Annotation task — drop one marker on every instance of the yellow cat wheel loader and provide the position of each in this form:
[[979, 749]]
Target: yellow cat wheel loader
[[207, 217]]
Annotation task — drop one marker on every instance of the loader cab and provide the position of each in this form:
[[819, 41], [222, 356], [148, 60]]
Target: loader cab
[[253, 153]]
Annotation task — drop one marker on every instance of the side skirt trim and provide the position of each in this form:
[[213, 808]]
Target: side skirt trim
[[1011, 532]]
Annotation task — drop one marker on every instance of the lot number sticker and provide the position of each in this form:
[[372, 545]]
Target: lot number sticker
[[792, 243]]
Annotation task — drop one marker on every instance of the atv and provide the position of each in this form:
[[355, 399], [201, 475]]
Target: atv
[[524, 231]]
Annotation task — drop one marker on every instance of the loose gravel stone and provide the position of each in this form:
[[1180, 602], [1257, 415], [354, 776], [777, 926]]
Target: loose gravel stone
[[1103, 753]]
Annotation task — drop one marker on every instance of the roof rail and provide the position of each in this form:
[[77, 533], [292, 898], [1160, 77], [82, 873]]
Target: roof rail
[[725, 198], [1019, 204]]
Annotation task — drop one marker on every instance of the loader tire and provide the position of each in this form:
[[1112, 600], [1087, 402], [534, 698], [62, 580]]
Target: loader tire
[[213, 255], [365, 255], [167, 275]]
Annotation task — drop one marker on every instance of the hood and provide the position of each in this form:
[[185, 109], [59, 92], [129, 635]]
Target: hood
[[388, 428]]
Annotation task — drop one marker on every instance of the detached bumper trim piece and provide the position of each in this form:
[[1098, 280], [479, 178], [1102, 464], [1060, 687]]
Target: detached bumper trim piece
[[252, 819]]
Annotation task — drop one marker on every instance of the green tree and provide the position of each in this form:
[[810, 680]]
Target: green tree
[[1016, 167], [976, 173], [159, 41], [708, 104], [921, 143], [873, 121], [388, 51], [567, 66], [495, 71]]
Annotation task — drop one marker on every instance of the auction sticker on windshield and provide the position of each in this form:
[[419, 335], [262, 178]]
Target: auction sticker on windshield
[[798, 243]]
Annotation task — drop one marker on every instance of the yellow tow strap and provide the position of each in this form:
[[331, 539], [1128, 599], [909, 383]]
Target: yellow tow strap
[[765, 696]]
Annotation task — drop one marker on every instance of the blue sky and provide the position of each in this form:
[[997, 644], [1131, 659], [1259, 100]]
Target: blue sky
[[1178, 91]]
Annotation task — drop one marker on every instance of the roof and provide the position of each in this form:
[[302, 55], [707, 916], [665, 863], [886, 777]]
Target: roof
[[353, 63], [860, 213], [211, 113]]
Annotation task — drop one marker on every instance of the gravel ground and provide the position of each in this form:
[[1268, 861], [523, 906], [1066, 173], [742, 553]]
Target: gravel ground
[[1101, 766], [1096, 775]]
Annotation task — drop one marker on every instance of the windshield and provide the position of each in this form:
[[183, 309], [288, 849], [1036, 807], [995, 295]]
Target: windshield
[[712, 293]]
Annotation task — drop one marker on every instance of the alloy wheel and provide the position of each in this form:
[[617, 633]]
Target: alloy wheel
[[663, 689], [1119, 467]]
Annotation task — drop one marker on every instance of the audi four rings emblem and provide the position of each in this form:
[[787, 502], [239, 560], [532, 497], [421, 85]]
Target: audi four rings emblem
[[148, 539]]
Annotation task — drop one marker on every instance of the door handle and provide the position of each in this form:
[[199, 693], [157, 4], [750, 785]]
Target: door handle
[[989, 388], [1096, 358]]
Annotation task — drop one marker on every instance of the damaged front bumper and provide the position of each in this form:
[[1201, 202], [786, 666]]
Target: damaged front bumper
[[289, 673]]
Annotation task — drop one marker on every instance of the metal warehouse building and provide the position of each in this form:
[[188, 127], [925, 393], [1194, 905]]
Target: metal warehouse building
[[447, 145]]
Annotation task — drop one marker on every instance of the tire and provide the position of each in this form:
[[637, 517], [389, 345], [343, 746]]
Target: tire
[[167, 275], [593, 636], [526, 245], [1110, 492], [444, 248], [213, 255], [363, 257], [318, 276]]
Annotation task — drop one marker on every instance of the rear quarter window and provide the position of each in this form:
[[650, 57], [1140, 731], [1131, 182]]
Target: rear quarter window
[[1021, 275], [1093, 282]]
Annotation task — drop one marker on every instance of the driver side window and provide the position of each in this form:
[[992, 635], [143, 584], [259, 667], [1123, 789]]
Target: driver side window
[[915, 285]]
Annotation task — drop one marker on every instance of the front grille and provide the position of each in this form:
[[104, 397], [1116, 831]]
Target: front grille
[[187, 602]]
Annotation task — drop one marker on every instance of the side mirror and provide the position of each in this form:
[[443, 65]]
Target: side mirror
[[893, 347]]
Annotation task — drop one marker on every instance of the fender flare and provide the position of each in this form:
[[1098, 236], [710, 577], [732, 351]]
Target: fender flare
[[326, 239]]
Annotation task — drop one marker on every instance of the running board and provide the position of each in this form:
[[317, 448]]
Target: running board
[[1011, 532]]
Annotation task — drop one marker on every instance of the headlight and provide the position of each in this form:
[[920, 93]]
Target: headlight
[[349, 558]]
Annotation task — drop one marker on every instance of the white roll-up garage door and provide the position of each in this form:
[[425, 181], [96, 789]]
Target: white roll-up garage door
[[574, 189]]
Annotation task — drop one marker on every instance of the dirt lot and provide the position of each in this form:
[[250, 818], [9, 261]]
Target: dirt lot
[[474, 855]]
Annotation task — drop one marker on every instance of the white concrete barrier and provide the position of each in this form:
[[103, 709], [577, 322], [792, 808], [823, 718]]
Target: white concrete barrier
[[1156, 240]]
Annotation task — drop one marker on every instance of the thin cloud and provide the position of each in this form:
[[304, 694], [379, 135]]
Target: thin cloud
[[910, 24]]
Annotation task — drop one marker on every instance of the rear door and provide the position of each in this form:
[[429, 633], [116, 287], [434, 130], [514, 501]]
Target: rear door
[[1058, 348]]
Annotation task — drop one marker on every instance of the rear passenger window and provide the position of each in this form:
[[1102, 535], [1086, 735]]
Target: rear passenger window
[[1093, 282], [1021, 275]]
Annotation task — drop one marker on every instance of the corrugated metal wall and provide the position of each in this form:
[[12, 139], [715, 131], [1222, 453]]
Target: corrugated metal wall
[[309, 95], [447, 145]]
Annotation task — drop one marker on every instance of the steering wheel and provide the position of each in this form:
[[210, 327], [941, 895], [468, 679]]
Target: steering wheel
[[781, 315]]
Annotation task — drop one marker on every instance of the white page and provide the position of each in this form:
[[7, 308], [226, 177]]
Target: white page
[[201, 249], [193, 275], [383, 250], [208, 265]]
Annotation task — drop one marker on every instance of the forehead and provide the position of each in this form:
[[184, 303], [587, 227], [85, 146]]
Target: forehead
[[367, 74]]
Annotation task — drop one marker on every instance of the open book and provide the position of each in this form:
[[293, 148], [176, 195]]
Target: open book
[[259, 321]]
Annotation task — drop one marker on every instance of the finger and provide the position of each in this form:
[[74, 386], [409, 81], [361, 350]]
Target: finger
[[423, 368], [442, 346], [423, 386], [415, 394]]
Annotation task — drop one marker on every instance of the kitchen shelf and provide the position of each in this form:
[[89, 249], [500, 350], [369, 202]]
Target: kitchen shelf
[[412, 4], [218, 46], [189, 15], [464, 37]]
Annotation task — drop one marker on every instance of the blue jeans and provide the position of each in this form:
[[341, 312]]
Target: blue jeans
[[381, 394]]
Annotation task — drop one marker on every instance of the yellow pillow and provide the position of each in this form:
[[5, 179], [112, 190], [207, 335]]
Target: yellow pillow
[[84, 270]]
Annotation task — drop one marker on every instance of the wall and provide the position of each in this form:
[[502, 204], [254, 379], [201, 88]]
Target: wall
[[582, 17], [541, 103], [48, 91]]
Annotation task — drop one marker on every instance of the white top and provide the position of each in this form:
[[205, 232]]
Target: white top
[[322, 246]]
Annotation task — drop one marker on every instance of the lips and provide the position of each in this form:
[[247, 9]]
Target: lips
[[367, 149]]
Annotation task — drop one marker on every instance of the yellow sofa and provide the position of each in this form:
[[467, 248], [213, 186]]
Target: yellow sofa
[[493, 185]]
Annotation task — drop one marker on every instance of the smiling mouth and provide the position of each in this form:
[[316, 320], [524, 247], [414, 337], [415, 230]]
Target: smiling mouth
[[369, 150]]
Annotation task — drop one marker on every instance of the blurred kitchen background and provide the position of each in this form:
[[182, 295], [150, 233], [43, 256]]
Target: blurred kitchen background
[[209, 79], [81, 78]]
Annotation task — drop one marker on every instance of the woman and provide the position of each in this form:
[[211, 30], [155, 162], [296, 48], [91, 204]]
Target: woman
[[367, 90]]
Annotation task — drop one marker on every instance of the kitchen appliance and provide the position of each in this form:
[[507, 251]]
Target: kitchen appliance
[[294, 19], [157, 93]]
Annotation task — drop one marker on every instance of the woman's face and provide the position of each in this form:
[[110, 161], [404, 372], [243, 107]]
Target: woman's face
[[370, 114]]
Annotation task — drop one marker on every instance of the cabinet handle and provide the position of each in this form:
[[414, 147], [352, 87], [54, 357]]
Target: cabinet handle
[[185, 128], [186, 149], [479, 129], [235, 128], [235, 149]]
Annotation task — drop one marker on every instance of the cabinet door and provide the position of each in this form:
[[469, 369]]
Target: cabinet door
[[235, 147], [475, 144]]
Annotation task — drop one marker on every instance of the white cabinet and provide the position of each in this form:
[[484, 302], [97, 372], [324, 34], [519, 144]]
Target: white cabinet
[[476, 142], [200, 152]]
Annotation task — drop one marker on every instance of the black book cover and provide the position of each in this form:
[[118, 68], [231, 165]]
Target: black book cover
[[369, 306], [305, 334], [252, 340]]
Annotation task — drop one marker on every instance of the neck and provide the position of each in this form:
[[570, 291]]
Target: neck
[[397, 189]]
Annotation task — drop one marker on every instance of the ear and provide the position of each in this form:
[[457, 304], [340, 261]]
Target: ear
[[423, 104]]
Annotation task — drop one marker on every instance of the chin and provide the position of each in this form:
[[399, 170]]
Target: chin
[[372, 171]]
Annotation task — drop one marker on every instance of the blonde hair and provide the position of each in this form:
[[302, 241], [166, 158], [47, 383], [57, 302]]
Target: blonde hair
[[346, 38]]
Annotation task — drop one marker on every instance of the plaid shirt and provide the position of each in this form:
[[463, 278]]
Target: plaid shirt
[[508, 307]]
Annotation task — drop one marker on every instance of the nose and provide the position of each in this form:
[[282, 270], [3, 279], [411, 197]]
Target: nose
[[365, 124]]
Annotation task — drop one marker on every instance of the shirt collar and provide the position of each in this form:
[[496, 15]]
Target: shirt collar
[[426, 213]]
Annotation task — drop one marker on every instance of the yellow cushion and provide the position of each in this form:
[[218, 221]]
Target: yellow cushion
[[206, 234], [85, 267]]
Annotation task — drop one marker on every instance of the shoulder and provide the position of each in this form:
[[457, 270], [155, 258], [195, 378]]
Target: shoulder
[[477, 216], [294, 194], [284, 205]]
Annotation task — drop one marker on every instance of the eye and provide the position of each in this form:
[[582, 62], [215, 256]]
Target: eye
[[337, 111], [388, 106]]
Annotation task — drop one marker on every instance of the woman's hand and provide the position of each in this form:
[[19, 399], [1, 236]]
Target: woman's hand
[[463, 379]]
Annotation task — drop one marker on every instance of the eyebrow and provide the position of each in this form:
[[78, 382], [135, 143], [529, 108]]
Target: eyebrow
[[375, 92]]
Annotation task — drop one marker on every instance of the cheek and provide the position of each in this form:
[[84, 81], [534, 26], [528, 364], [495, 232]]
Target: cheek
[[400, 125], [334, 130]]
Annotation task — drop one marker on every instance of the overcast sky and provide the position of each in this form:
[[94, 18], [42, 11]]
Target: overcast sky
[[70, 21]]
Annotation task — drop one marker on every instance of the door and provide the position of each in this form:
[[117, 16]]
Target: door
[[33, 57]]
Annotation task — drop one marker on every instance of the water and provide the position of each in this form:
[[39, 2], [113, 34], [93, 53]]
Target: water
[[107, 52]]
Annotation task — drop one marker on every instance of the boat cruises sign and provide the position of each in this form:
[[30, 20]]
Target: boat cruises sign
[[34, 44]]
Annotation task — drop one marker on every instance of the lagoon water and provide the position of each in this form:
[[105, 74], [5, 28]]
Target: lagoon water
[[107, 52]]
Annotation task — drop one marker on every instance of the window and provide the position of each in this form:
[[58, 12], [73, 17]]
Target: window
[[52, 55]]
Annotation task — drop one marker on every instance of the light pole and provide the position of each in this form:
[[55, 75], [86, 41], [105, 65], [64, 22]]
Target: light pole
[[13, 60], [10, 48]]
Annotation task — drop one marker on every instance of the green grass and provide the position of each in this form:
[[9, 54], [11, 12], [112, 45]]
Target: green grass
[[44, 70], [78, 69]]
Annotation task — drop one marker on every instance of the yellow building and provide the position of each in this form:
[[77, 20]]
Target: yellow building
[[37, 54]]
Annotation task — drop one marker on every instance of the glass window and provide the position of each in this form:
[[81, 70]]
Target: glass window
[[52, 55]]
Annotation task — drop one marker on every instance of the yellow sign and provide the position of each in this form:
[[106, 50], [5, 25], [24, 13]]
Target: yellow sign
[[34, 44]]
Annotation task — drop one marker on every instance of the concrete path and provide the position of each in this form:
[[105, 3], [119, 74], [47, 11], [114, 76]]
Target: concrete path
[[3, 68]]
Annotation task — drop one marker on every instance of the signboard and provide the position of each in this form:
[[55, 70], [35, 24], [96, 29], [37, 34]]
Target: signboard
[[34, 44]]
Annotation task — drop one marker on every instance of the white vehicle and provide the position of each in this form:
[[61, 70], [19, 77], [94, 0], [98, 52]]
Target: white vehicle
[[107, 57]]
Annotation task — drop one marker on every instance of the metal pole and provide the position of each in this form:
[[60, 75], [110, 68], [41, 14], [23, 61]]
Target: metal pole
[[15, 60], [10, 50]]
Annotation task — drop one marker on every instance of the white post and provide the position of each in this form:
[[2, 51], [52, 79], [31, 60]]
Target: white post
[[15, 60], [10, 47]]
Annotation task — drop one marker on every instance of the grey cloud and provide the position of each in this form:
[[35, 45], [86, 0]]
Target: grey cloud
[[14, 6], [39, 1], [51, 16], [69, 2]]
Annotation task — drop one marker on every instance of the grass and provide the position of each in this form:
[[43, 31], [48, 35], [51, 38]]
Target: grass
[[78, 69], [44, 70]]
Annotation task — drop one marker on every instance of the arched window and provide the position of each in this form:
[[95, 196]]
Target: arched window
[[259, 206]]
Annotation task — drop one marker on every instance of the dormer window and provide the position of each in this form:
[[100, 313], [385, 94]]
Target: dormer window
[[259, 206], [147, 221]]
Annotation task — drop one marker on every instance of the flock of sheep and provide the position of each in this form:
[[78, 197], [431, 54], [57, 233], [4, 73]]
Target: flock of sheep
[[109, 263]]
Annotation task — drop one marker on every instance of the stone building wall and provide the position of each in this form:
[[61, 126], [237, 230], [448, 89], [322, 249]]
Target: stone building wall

^^^^^^^^

§ Short task: Rewrite the rows above as a numbered list, starting with the line containing "of the stone" and ending with the last line, both included. Leave out any blank lines.

§ Result:
1. Annotation task — drop one marker on every instance of the stone building wall and provide the position of each in this form:
2. [[61, 126], [237, 230], [448, 89], [322, 249]]
3. Target: stone building wall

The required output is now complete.